- [To do]: Pull out every line of the data below that contains the word "green", and copy each one without changes.

::::

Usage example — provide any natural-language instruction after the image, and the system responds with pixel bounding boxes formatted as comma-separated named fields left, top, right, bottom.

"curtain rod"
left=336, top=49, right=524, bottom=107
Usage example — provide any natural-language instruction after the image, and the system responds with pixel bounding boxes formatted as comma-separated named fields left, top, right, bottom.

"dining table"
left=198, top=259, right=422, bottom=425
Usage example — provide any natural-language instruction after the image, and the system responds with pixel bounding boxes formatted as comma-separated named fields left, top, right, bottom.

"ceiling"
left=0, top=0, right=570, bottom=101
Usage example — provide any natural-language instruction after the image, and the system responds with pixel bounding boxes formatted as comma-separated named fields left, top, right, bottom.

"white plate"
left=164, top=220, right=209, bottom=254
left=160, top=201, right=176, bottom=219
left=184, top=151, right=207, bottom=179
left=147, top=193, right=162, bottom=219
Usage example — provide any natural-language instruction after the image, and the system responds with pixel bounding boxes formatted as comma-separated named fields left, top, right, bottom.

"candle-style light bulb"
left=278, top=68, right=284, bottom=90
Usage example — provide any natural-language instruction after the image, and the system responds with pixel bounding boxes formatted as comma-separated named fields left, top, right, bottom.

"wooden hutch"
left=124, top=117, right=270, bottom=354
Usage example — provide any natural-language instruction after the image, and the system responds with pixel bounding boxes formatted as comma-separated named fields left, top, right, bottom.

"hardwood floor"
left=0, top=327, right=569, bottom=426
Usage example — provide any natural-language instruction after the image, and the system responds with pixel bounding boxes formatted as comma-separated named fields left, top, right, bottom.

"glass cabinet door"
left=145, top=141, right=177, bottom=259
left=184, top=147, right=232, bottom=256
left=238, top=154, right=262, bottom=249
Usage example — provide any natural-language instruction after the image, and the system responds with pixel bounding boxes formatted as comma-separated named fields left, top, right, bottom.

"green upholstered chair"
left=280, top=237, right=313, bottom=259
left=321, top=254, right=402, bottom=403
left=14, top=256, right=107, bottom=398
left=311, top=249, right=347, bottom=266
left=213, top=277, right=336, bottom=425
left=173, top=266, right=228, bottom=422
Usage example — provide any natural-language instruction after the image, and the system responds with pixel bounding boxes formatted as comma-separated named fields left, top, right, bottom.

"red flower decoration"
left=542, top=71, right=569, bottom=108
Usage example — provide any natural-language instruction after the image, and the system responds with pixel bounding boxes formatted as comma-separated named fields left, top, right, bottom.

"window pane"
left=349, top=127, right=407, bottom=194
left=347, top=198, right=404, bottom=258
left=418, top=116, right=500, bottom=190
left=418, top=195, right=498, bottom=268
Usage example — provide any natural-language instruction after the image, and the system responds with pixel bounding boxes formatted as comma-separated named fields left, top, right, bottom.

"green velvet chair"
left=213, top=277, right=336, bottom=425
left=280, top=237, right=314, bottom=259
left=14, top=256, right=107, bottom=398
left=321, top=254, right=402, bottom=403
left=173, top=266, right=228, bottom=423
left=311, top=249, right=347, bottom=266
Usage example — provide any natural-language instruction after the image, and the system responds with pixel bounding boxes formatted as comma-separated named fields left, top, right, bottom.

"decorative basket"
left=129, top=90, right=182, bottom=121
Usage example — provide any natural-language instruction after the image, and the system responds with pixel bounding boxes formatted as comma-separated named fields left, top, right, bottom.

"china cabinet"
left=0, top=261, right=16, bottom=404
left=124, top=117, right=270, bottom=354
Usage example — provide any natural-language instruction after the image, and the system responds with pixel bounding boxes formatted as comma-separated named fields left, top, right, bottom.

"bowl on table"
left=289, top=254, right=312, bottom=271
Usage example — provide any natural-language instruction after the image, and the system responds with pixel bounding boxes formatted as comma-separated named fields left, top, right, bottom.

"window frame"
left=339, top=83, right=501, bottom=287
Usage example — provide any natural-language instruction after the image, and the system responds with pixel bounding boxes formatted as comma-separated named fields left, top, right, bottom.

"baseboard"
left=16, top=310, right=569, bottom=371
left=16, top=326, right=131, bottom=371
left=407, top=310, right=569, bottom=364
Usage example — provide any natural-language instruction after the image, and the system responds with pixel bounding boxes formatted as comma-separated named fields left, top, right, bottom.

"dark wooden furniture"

::::

- [Answer to the task]:
"green upholstered chair"
"green velvet chair"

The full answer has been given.